Documento:
Ao olhar para os outros, viu que ainda não tinham acabado, pelo que pensou que eram muito vagarosos e disse triunfalmente: “Vocês são tão lentos que até tenho tempo para acrescentar pés à serpente!” Então, enquanto agarrava com a mão esquerda no jarro, com a direita acrescentou os pés ao réptil. Na altura em que estava a desenhar-lhe os pés e a falar, um outro terminou o seu desenho; arrebatando-lhe o jarro da mão, disse: “já viste alguma serpente? Se não têm pés por que lhos acrescentaste?!Por isso, o primeiro a desenhar uma serpente não és tu, mas sim eu.” Ao acabar de falar, levantou a cabeça e gluglu emborcou o vinho.

Num equivalente estilístico para Português, o primeiro vencedor tinha borrado a pintura. Numa leitura ontológica, nada há a acrescentar a uma força completa em si mesma. Logo, este dito é usado para mostrar alguém a fazer algo de supérfluo.

Quando a serpente pretende ser outra, tem aberto o caminho da metamorfose, semelhante ao do bicho da seda e da borboleta.

Entradas de um conjunto de dados de indicação de pontos
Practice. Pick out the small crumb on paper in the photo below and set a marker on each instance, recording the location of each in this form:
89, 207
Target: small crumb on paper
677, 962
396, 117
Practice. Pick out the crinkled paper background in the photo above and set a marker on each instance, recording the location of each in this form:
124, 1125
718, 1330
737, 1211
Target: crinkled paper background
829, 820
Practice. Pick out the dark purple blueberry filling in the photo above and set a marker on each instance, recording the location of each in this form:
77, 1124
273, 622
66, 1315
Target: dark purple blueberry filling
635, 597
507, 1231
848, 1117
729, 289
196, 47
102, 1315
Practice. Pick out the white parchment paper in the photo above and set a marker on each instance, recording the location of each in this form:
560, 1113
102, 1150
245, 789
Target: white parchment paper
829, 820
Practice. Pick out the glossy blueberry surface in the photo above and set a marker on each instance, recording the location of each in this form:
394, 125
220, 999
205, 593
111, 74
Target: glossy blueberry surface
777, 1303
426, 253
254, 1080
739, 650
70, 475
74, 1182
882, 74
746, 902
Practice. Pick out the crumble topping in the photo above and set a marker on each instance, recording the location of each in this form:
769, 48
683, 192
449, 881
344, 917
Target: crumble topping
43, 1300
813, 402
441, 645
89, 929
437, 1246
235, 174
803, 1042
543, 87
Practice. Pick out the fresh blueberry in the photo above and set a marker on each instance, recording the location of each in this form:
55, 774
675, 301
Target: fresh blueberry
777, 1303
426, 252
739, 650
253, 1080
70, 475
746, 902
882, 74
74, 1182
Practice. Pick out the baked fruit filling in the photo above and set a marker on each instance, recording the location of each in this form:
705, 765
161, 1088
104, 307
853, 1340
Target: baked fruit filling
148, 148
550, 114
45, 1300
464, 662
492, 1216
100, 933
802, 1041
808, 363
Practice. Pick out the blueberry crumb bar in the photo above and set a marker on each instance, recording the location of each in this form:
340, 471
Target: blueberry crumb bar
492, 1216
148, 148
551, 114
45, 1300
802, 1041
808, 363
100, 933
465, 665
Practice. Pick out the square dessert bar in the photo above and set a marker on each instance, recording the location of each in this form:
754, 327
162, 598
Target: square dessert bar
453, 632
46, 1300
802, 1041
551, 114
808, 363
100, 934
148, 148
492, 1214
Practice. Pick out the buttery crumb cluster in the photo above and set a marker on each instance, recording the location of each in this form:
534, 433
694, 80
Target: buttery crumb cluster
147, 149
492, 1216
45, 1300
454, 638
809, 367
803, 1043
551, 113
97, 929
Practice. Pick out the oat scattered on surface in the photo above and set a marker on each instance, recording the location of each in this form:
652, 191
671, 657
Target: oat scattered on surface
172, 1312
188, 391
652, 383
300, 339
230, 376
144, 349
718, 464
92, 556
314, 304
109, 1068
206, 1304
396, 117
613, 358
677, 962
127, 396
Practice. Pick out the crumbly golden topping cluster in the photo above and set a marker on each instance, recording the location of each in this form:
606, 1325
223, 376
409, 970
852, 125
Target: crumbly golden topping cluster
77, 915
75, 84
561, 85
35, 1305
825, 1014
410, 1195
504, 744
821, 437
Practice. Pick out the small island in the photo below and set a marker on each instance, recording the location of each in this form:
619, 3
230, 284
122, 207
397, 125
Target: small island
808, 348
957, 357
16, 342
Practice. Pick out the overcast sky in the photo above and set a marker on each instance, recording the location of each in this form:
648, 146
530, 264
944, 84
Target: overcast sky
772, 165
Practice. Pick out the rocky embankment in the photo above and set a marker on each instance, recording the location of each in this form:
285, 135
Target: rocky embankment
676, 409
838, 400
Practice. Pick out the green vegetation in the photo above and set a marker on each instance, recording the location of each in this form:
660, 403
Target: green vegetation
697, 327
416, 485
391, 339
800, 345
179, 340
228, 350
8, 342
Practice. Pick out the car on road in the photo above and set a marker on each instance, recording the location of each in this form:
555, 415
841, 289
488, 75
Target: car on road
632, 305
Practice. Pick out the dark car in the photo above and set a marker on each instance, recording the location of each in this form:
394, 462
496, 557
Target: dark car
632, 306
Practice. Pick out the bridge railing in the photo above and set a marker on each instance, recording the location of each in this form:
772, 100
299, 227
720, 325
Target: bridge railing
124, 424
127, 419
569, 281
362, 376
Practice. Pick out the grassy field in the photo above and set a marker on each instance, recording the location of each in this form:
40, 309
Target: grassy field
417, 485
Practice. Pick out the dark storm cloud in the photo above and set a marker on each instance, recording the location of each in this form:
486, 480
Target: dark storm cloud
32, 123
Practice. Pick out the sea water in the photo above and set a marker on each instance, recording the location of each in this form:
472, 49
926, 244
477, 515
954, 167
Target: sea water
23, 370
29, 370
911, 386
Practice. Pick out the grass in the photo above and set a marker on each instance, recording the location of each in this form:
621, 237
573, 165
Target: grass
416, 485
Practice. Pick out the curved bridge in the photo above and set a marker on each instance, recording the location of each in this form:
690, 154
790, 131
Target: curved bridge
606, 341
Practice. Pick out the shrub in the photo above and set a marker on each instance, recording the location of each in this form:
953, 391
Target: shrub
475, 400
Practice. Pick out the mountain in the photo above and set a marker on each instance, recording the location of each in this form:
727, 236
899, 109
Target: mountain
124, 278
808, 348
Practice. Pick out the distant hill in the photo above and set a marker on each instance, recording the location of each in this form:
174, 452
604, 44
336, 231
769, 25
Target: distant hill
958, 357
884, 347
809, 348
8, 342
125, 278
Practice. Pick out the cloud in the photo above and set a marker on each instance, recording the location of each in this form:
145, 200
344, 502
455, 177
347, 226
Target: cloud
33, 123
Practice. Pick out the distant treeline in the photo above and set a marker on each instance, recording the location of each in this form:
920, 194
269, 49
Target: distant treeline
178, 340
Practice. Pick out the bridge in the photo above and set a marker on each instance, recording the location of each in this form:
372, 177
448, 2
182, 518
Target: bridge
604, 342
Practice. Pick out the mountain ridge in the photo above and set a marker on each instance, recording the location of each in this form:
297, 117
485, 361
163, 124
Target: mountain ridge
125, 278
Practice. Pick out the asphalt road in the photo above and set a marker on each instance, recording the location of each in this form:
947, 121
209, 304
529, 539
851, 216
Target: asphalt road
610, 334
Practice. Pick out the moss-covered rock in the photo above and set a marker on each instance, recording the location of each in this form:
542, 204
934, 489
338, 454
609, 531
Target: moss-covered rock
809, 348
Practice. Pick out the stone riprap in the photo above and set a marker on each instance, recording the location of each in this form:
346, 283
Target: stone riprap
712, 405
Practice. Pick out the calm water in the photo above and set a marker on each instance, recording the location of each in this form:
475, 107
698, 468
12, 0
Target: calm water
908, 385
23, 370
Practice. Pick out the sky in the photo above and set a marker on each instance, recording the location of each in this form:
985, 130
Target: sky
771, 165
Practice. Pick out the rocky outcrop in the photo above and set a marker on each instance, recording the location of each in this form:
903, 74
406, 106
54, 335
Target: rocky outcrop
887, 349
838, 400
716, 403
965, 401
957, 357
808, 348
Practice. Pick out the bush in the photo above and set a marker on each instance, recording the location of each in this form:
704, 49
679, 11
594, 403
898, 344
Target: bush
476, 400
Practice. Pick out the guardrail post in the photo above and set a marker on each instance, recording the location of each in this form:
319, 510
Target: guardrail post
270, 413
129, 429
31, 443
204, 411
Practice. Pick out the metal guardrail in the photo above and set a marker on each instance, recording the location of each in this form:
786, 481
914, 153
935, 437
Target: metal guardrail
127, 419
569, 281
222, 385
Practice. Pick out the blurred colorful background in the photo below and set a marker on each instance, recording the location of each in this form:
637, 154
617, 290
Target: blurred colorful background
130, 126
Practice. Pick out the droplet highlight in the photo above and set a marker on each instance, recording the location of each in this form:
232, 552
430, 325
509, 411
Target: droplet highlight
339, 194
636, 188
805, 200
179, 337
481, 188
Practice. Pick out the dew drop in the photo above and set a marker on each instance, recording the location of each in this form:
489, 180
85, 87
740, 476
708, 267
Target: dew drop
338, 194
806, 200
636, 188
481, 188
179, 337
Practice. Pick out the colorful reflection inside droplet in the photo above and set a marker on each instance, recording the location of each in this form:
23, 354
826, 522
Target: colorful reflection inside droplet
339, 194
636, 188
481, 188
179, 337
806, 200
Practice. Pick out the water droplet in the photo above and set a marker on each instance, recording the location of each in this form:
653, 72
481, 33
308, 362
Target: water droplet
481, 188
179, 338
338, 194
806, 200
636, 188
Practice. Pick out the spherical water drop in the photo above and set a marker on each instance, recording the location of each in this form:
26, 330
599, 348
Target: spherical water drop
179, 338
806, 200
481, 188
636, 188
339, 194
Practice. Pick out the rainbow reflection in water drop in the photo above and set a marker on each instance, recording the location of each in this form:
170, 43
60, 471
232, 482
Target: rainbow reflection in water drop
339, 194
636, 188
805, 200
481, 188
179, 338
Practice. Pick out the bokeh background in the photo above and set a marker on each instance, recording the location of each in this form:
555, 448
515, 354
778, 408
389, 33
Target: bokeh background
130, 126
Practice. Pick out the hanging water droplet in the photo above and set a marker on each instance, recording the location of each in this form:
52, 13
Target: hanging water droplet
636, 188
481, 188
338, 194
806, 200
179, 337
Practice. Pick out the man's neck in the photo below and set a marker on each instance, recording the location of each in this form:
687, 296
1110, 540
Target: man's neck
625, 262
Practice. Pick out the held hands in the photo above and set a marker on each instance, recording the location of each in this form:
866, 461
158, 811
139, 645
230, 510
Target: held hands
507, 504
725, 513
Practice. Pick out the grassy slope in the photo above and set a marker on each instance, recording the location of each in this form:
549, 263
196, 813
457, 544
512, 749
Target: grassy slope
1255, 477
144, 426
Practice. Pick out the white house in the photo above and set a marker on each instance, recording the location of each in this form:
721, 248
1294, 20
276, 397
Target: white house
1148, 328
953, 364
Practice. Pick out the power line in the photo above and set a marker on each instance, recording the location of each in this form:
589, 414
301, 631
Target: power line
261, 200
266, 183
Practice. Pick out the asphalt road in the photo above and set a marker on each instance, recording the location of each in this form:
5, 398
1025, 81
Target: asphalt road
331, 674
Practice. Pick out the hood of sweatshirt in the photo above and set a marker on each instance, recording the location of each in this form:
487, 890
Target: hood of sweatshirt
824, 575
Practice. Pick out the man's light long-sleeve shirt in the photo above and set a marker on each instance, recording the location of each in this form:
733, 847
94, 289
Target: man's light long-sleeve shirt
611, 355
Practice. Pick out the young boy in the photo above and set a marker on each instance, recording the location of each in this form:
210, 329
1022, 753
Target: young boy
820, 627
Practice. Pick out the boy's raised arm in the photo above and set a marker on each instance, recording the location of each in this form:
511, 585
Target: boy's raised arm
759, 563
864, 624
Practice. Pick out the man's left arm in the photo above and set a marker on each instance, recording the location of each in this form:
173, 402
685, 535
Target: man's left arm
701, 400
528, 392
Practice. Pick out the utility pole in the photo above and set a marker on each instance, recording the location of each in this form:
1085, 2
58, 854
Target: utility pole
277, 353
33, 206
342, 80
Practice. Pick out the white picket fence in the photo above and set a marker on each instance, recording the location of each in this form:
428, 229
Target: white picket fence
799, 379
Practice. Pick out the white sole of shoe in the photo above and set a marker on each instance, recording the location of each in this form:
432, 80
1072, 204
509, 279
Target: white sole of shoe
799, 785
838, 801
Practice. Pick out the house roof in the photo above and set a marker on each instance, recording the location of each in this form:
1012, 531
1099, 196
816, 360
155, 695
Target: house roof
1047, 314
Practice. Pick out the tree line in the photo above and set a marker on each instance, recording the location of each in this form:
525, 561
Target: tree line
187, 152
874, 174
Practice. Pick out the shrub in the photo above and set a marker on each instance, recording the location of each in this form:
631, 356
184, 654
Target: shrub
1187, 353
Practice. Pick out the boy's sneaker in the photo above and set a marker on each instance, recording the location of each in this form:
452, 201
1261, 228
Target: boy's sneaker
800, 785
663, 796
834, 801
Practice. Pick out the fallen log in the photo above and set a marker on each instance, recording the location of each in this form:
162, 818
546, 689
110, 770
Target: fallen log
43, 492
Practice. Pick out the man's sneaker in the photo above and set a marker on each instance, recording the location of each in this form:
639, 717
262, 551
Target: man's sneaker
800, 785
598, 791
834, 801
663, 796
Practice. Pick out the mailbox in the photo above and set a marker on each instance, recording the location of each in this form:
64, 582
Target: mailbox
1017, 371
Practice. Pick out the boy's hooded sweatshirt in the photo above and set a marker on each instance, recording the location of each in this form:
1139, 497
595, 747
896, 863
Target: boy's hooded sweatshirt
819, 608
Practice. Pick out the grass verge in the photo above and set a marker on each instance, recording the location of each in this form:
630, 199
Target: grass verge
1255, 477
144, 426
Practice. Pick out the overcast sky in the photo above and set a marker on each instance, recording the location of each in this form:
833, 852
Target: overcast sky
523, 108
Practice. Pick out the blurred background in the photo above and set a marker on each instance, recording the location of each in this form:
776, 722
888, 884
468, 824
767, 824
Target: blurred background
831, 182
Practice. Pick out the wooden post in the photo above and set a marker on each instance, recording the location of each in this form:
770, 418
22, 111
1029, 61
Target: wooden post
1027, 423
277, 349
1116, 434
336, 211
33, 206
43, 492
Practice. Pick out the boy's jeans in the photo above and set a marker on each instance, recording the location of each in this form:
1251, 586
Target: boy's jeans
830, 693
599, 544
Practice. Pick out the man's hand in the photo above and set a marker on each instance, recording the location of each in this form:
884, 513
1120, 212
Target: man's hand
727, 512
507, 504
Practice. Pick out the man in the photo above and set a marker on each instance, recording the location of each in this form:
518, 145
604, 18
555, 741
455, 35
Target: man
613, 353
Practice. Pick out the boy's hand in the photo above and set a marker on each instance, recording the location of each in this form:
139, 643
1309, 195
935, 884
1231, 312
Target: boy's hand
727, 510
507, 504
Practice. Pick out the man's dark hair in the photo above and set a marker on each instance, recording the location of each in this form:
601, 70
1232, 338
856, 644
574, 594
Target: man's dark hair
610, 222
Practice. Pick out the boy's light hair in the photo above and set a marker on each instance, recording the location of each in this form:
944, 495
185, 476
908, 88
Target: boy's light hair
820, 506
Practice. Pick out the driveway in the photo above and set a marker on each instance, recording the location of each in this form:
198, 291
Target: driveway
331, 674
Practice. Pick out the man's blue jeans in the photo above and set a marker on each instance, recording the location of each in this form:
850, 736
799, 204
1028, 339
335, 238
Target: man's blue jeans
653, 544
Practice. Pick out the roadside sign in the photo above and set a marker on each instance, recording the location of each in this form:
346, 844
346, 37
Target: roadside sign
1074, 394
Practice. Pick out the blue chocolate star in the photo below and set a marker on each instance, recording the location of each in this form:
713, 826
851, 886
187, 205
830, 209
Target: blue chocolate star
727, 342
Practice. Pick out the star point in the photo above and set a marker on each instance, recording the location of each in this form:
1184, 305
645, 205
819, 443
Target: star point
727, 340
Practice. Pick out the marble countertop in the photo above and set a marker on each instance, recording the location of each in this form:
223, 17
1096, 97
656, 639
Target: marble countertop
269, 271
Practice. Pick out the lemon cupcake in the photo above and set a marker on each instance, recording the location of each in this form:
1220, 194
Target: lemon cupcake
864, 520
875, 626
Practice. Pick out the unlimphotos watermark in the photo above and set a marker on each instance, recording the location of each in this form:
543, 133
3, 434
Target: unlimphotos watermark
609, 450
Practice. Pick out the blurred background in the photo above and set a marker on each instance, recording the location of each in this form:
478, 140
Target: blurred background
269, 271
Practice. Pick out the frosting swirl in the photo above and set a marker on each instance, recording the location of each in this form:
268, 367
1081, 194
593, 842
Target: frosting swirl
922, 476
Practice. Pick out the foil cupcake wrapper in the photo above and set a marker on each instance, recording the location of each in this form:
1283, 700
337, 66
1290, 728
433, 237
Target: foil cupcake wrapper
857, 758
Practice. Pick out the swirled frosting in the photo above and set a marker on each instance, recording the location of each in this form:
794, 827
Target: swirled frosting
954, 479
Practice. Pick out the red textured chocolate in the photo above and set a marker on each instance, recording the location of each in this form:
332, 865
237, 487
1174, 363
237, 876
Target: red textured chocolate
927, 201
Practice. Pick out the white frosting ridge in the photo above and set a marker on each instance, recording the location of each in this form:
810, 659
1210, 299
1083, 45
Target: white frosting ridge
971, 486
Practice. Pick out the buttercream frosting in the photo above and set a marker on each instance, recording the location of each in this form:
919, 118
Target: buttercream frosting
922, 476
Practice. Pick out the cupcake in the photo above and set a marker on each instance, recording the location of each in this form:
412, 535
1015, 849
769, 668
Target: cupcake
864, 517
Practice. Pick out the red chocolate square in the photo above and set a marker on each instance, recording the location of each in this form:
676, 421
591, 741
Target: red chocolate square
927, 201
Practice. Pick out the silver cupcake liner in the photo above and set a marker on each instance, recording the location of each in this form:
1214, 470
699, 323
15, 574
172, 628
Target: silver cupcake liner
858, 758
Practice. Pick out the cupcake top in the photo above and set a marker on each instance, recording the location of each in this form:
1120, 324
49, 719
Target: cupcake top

Exercícios a resolver:
(1) Segundo o texto, com que mão a personagem segurava o jarro enquanto acrescentava os pés à serpente?
(2) Copie, por favor, do texto o trecho que começa nas palavras que contêm "Num equivalente estilístico" e termina em "algo de supérfluo.".
Os registos não têm qualquer relação com o texto.

Soluções completas:
(1) Com a mão esquerda.

(2)
Num equivalente estilístico para Português, o primeiro vencedor tinha borrado a pintura. Numa leitura ontológica, nada há a acrescentar a uma força completa em si mesma. Logo, este dito é usado para mostrar alguém a fazer algo de supérfluo.